** BEGIN DATA SUPPLIED **

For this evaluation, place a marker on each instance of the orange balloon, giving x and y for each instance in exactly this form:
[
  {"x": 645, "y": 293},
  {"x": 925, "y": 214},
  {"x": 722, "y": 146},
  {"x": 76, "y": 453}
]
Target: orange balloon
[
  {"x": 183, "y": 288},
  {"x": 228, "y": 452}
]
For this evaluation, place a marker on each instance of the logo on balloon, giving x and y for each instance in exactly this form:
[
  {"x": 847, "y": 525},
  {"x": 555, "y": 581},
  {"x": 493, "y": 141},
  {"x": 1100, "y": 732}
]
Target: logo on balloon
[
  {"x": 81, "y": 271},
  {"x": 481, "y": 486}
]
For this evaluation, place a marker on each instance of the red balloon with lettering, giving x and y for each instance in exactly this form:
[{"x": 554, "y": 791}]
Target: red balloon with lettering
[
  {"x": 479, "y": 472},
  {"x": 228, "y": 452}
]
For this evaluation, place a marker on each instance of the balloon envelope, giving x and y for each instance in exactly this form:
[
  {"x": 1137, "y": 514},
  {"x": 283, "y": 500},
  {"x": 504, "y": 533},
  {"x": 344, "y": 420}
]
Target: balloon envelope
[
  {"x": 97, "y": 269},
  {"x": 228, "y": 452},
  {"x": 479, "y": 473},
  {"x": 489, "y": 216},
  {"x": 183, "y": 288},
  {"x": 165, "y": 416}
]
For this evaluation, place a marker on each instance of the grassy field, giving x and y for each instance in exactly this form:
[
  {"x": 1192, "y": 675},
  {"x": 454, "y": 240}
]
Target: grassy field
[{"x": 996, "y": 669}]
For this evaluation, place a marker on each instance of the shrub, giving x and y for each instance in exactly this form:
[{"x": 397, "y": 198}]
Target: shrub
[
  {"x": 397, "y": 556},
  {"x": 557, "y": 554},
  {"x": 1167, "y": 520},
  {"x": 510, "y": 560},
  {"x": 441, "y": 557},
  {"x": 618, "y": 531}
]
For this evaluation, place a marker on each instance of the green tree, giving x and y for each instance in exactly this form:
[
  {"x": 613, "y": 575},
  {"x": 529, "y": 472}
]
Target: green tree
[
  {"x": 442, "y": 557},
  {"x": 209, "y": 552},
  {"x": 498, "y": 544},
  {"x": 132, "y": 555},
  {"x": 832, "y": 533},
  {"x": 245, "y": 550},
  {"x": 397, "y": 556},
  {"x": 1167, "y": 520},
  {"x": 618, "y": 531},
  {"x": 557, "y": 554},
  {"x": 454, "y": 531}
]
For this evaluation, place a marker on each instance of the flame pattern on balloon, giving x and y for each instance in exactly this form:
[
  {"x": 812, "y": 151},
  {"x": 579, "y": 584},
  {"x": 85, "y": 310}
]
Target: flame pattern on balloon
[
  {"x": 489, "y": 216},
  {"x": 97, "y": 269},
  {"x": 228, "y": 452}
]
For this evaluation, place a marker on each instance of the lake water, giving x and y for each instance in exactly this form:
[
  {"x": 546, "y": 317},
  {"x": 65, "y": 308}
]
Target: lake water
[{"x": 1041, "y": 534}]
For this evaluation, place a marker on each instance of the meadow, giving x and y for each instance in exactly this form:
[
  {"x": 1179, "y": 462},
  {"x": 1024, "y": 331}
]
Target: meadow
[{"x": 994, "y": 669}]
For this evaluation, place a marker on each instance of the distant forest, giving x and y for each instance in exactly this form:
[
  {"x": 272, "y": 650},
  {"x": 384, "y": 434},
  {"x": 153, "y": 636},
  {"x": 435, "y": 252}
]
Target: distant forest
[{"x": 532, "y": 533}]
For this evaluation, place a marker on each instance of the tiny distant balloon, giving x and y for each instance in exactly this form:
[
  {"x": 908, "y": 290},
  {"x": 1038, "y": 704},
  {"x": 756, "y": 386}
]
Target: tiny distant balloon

** END DATA SUPPLIED **

Return, unchanged, the part of the records that opens with the line containing "of the lake" and closes with the last line of the records.

> **CORRECT ANSWER**:
For this evaluation, place a marker on each instance of the lake water, giving x and y for each instance in exactly this form:
[
  {"x": 546, "y": 317},
  {"x": 65, "y": 308}
]
Target: lake water
[{"x": 1041, "y": 534}]
For this evaluation, place a marker on each instance of the meadow, giving x and y for each instance in exactly this form:
[
  {"x": 1179, "y": 462},
  {"x": 1024, "y": 331}
]
Target: meadow
[{"x": 994, "y": 669}]
For this evaluation, place a marker on each instance of the distant forest, giving x and y for each instance in exactly this form:
[
  {"x": 272, "y": 650},
  {"x": 384, "y": 434},
  {"x": 153, "y": 636},
  {"x": 435, "y": 252}
]
Target: distant forest
[{"x": 532, "y": 533}]
For this evaluation, place a marker on each instance of the tiny distant balloon, giving x and y for each instance in exactly this form:
[
  {"x": 908, "y": 290},
  {"x": 1038, "y": 704},
  {"x": 756, "y": 386}
]
Target: tiny distant balloon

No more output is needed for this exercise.